— Start Material shown —
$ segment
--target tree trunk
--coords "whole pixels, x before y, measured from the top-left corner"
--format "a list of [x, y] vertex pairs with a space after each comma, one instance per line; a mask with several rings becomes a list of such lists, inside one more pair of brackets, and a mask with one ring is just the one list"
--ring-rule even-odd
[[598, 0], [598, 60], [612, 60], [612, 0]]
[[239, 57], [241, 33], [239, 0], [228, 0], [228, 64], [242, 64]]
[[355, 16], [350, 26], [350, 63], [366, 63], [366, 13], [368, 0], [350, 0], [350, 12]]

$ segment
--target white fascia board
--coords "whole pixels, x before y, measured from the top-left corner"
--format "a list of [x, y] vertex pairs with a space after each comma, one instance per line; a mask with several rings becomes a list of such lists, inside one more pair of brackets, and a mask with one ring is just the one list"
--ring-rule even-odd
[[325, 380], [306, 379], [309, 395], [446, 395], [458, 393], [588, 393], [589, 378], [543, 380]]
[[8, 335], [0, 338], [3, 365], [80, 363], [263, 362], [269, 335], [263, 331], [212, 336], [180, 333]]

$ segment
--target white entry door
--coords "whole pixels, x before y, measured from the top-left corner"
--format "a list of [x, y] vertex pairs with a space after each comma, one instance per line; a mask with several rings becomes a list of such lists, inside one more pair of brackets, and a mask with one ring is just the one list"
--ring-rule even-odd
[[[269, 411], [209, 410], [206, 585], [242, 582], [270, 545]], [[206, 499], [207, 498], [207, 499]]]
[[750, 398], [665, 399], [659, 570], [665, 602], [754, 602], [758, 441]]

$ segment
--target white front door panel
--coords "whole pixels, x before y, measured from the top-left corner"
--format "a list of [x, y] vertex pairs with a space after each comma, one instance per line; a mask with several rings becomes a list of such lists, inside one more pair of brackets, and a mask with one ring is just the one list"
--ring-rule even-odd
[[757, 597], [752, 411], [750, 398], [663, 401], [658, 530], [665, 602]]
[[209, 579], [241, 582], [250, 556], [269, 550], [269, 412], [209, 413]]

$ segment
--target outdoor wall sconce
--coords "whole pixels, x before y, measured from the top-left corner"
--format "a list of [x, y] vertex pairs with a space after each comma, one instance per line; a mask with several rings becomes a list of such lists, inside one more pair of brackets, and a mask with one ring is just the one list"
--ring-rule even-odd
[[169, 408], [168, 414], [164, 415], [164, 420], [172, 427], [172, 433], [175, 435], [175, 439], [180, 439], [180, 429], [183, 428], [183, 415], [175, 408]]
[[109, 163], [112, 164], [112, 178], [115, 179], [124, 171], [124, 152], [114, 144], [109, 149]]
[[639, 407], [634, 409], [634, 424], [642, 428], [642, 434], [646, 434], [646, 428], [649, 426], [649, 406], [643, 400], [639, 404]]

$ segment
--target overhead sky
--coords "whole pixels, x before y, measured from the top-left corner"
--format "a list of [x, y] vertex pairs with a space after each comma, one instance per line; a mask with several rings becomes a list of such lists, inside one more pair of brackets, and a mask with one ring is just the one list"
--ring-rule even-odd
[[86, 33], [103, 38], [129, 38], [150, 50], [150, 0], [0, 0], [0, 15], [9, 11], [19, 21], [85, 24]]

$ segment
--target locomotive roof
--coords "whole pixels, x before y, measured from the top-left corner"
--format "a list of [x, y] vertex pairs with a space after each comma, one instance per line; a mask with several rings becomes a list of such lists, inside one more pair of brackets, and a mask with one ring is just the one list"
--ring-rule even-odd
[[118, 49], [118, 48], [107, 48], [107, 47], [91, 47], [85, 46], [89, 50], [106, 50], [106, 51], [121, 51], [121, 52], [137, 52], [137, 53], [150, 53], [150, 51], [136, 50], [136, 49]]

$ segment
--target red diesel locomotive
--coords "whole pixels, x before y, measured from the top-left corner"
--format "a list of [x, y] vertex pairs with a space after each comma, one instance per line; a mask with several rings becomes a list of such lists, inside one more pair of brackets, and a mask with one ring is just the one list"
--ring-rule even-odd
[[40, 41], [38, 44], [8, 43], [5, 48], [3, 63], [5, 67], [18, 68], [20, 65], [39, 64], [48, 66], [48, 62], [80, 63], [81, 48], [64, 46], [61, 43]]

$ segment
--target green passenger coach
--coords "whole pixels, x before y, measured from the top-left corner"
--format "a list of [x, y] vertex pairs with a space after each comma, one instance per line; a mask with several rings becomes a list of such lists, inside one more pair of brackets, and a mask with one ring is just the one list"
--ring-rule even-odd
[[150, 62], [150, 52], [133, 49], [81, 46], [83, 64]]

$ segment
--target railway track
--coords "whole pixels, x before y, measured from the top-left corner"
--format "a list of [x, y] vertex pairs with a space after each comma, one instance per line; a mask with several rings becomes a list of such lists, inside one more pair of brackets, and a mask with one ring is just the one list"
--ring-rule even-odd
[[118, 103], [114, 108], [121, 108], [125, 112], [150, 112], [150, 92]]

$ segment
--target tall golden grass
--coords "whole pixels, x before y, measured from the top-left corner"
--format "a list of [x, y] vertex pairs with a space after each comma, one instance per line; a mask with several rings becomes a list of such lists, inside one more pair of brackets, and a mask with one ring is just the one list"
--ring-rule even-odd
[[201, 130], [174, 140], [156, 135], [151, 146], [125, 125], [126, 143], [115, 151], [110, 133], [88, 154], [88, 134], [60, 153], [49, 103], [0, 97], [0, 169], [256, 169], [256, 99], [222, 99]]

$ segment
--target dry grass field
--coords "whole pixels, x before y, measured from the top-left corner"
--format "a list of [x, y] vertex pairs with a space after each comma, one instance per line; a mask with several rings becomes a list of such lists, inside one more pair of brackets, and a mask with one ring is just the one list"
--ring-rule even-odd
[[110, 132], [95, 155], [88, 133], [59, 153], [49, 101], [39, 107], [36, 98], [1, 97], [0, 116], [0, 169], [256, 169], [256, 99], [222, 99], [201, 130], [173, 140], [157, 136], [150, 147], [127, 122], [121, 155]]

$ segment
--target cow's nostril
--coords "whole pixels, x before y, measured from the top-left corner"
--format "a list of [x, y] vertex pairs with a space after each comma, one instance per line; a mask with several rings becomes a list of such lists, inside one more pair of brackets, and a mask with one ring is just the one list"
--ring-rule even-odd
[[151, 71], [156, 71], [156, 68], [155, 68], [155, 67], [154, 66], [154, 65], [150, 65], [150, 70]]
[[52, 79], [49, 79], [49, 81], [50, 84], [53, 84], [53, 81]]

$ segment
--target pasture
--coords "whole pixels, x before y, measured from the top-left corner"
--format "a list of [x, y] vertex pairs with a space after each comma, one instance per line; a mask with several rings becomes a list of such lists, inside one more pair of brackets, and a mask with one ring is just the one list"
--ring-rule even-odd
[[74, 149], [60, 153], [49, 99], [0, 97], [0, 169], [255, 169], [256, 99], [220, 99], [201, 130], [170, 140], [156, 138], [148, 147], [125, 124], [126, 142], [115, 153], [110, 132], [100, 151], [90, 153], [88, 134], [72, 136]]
— End Material shown —
Exercise aim
Please reproduce every line of the material word for word.

Written reply
$ segment
--target tree trunk
--coords "whole pixels, x before y, measured from the top-left corner"
--format "a list of [x, y] vertex pairs with a space after each comma, one instance per line; a mask with several rings becomes a list of such lists, inside one more pair of brackets, and a mask with one ring is just the one list"
--ring-rule even-odd
[[598, 0], [598, 60], [612, 60], [612, 0]]
[[239, 57], [241, 33], [239, 0], [228, 0], [228, 64], [242, 64]]
[[355, 16], [350, 26], [350, 63], [366, 63], [366, 13], [368, 0], [350, 0], [350, 12]]

$ segment
--target white fascia board
--coords "whole pixels, x before y, measured from the top-left corner"
--format "a list of [x, y] vertex pairs with a space after each comma, one instance per line; a mask with several rings becomes a list of such lists, inside one more pair of brackets, and a mask with one ring is just the one list"
--ring-rule even-odd
[[325, 380], [306, 379], [309, 395], [446, 395], [458, 393], [588, 393], [589, 378], [543, 380]]
[[8, 335], [0, 338], [3, 365], [80, 363], [263, 362], [269, 335], [263, 331], [212, 336], [180, 333]]

$ segment
--target white entry door
--coords "whole pixels, x before y, measured from the top-left corner"
--format "a list of [x, y] vertex pairs with a space after each comma, one instance per line; a mask with several rings becomes a list of such lists, inside one more pair of brackets, and a mask with one ring is just the one list"
--ring-rule even-odd
[[[269, 411], [209, 410], [206, 585], [242, 582], [270, 545]], [[206, 499], [207, 498], [207, 499]]]
[[750, 398], [665, 399], [659, 570], [665, 602], [754, 602], [758, 441]]

$ segment
--target white front door panel
--coords "whole pixels, x before y, measured from the top-left corner"
--format "a list of [x, y] vertex pairs with a space after each comma, one instance per line; a mask with several rings becomes a list of such lists, inside one more pair of brackets, and a mask with one ring is just the one list"
--ring-rule even-odd
[[757, 597], [752, 411], [750, 398], [663, 401], [658, 530], [665, 602]]
[[209, 579], [241, 582], [250, 556], [269, 550], [269, 412], [209, 413]]

$ segment
--target outdoor wall sconce
--coords "whole pixels, x before y, measured from the top-left corner"
--format "a list of [x, y] vertex pairs with a space after each comma, one instance per line; a mask with several rings becomes a list of such lists, inside one more pair of brackets, and a mask with one ring is just the one list"
--ring-rule even-odd
[[169, 408], [168, 414], [164, 415], [164, 420], [172, 427], [172, 433], [175, 435], [175, 439], [180, 439], [180, 429], [183, 428], [183, 415], [175, 408]]
[[109, 163], [112, 164], [112, 178], [115, 179], [124, 171], [124, 152], [114, 144], [109, 149]]
[[639, 407], [634, 409], [634, 424], [642, 428], [642, 434], [646, 434], [646, 428], [649, 426], [649, 406], [643, 400], [639, 404]]

$ segment
--target overhead sky
--coords "whole pixels, x before y, measured from the top-left corner"
--format "a list of [x, y] vertex pairs with a space after each comma, one instance per line; a mask with several rings becomes a list of such lists, inside one more pair of brackets, and a mask with one ring is just the one list"
--ring-rule even-odd
[[86, 33], [103, 38], [129, 38], [150, 50], [150, 0], [0, 0], [0, 15], [9, 11], [19, 21], [85, 24]]

$ segment
--target locomotive roof
--coords "whole pixels, x before y, measured from the top-left corner"
--format "a list of [x, y] vertex pairs with a space after each comma, one instance per line; a mask with several rings becomes a list of such lists, inside one more pair of brackets, and a mask with one ring is just the one list"
--ring-rule even-odd
[[118, 49], [118, 48], [107, 48], [107, 47], [91, 47], [85, 46], [89, 50], [106, 50], [106, 51], [121, 51], [121, 52], [137, 52], [137, 53], [150, 53], [150, 51], [136, 50], [136, 49]]

$ segment
--target red diesel locomotive
--coords "whole pixels, x before y, measured from the top-left corner"
--format "a list of [x, y] vertex pairs with a space after each comma, one instance per line; a mask with several rings becomes a list of such lists, inside one more pair of brackets, and a mask with one ring is just the one list"
--ring-rule even-odd
[[40, 41], [38, 44], [8, 43], [5, 48], [3, 63], [5, 67], [18, 68], [20, 65], [39, 64], [48, 66], [48, 62], [80, 63], [81, 48], [64, 46], [61, 43]]

$ segment
--target green passenger coach
--coords "whole pixels, x before y, measured from the top-left corner"
--format "a list of [x, y] vertex pairs with a space after each comma, one instance per line; a mask with several rings becomes a list of such lists, inside one more pair of brackets, and a mask with one ring is just the one list"
--ring-rule even-odd
[[150, 62], [150, 52], [133, 49], [81, 46], [83, 64]]

$ segment
--target railway track
--coords "whole pixels, x before y, measured from the top-left corner"
--format "a list of [x, y] vertex pairs with a space after each comma, one instance per line; a mask with several rings becomes a list of such lists, inside one more pair of brackets, and a mask with one ring is just the one list"
--ring-rule even-odd
[[118, 103], [114, 108], [121, 108], [125, 112], [150, 112], [150, 92]]

$ segment
--target tall golden grass
--coords "whole pixels, x before y, measured from the top-left corner"
--format "a list of [x, y] vertex pairs with a space after each comma, one instance per line; a mask with several rings becomes a list of such lists, inside one more pair of brackets, and a mask with one ring is just the one list"
--ring-rule even-odd
[[201, 130], [174, 140], [156, 135], [151, 146], [125, 125], [126, 143], [115, 151], [110, 133], [88, 154], [88, 134], [60, 153], [49, 103], [0, 97], [0, 169], [256, 169], [256, 99], [222, 99]]

$ segment
--target dry grass field
--coords "whole pixels, x before y, measured from the top-left corner"
--format "a list of [x, y] vertex pairs with a space after each comma, one instance per line; a mask with several rings becomes a list of such lists, inside one more pair of brackets, and a mask with one ring is just the one list"
--ring-rule even-odd
[[110, 132], [95, 155], [88, 133], [59, 153], [49, 101], [39, 107], [36, 98], [1, 97], [0, 116], [0, 169], [256, 169], [256, 99], [222, 99], [201, 130], [173, 140], [157, 136], [150, 147], [127, 122], [121, 155]]

$ segment
--target cow's nostril
--coords "whole pixels, x before y, measured from the top-left corner"
--format "a list of [x, y] vertex pairs with a space after each comma, one instance per line; a mask with several rings becomes a list of such lists, inside one more pair of brackets, and a mask with one ring is just the one list"
--ring-rule even-odd
[[151, 71], [156, 71], [156, 68], [155, 68], [155, 67], [154, 66], [154, 65], [150, 65], [150, 70]]
[[52, 79], [49, 79], [49, 81], [50, 84], [53, 84], [53, 81]]

$ segment
--target pasture
--coords "whole pixels, x before y, measured from the top-left corner"
--format "a list of [x, y] vertex pairs with a space after each comma, one instance per line; a mask with several rings becomes a list of such lists, inside one more pair of brackets, and a mask with one ring is just the one list"
--ring-rule even-odd
[[74, 149], [60, 153], [49, 99], [0, 97], [0, 169], [255, 169], [256, 99], [220, 99], [201, 130], [170, 140], [156, 138], [148, 147], [125, 124], [126, 142], [115, 153], [110, 132], [100, 151], [90, 153], [88, 134], [72, 136]]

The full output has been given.